#### [What is being asked]
From the listing below, select every line that contains the word "window" and copy each one out.

[Start of Records for this exercise]

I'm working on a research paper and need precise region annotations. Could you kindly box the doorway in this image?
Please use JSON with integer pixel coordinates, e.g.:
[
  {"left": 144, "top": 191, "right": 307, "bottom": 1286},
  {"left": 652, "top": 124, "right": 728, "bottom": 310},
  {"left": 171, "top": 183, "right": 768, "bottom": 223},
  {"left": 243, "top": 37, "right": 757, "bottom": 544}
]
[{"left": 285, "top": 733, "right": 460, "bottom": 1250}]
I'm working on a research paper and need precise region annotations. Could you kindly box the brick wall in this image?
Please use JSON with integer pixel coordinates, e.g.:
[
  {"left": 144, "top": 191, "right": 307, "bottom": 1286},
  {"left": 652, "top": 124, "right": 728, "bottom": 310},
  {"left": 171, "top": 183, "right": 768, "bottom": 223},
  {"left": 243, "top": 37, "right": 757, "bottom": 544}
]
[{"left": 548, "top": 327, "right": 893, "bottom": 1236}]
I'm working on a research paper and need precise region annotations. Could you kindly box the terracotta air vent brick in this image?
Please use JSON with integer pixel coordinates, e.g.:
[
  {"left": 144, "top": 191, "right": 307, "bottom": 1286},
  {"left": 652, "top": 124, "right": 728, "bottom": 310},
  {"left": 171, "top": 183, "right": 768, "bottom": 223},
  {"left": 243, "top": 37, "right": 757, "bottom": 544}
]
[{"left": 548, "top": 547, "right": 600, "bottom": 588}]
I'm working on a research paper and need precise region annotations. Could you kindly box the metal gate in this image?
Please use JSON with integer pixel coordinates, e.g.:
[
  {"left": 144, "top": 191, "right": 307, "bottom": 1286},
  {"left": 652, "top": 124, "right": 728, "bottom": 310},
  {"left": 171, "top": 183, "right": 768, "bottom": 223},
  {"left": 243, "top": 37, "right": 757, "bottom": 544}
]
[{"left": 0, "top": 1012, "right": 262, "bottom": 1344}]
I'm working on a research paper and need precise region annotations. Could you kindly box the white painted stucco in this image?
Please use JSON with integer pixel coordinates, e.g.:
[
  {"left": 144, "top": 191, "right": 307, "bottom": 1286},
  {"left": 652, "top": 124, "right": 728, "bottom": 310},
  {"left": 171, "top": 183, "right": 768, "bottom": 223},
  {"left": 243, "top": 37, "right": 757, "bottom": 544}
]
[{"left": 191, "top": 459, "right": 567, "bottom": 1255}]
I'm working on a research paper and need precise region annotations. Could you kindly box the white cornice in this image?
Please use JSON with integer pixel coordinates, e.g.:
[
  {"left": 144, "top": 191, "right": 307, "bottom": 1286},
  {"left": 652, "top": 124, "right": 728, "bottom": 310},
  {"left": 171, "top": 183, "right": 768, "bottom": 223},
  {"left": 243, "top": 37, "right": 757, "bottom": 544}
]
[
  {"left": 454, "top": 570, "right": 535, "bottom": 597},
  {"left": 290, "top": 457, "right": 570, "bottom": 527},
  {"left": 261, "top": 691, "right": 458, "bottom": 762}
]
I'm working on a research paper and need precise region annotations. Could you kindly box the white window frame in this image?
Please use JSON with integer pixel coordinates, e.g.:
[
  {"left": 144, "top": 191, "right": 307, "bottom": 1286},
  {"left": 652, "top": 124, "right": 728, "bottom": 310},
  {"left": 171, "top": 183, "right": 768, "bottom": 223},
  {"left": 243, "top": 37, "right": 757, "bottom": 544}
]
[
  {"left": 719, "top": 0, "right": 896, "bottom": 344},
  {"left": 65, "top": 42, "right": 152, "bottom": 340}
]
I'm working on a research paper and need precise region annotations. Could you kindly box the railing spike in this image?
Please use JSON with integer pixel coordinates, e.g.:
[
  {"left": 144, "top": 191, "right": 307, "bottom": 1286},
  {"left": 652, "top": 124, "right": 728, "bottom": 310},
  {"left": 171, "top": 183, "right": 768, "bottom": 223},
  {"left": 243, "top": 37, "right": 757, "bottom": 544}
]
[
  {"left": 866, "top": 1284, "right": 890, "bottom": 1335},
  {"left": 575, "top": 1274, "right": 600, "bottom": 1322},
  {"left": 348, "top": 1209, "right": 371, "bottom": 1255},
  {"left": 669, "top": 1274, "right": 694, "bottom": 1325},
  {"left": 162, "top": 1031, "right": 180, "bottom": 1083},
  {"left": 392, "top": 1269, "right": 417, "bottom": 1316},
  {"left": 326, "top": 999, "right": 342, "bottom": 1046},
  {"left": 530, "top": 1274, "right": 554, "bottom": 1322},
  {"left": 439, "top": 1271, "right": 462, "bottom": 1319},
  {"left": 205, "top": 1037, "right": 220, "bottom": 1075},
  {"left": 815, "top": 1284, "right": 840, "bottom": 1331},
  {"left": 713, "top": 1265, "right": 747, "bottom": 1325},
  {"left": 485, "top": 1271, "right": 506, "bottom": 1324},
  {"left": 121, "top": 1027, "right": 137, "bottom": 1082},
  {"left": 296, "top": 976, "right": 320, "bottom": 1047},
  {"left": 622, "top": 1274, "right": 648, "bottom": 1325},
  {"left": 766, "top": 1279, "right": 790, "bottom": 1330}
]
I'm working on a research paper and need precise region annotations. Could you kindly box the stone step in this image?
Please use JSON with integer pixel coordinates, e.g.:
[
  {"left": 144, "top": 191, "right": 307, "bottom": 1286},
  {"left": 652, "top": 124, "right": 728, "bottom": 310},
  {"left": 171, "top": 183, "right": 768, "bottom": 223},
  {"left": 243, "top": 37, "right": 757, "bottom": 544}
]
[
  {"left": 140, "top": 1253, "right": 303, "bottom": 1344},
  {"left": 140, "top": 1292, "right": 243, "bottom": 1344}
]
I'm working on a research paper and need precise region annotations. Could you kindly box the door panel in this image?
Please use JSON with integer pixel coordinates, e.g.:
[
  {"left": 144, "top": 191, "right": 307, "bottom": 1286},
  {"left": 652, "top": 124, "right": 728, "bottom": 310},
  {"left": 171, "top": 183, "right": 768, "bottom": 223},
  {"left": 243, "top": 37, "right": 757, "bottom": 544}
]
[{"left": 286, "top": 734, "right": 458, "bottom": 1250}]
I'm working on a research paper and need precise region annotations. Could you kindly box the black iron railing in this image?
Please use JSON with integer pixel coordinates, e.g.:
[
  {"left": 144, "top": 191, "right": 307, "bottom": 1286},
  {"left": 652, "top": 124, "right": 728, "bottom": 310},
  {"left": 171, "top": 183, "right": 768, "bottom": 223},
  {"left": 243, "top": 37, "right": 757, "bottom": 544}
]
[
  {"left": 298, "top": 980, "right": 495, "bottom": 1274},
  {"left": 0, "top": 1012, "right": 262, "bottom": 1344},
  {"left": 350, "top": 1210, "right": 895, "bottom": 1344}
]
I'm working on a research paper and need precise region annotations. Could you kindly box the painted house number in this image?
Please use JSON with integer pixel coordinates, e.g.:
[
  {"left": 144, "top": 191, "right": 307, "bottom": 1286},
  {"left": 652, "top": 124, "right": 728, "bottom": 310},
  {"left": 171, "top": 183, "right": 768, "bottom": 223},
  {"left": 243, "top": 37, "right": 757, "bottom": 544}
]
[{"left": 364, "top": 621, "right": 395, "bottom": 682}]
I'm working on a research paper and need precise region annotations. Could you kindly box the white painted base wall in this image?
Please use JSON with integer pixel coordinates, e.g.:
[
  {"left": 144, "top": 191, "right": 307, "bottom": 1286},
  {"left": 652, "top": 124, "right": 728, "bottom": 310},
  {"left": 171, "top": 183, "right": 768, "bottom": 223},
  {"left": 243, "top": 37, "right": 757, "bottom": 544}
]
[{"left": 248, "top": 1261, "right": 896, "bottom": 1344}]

[End of Records for this exercise]
[Start of Records for this exercise]

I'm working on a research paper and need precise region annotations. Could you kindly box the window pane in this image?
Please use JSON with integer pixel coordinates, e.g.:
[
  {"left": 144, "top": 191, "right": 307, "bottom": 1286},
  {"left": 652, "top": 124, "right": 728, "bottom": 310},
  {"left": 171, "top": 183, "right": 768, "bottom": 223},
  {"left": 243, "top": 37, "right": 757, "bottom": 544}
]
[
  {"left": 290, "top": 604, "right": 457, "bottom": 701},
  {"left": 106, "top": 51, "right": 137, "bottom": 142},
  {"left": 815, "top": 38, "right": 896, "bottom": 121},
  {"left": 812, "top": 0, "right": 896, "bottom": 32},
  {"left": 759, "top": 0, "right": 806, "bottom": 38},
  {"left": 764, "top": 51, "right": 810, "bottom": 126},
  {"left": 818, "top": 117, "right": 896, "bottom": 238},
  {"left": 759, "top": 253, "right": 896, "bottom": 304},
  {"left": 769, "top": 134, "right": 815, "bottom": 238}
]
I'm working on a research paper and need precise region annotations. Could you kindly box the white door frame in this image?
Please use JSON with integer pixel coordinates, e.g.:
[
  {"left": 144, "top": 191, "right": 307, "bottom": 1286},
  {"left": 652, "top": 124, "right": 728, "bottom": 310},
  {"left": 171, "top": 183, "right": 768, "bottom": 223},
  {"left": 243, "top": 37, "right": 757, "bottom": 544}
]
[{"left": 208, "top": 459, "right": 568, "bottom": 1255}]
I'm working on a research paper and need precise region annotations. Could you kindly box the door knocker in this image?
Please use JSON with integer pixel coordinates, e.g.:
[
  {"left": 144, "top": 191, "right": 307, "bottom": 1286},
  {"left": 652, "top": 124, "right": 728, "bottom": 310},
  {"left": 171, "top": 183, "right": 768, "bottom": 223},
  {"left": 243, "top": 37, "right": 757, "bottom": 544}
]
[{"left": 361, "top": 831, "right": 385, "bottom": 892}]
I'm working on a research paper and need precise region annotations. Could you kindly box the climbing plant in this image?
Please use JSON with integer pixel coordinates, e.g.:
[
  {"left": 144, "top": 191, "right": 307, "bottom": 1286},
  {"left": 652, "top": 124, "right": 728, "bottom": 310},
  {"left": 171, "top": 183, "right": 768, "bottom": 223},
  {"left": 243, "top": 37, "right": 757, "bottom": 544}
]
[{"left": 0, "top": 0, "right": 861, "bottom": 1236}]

[End of Records for this exercise]

#### [Problem solution]
I'm working on a research paper and need precise region annotations. Could you kindly box the white window frame in this image?
I'm working on a research paper and need precise region annotations. Could you kindly box the window pane in this image?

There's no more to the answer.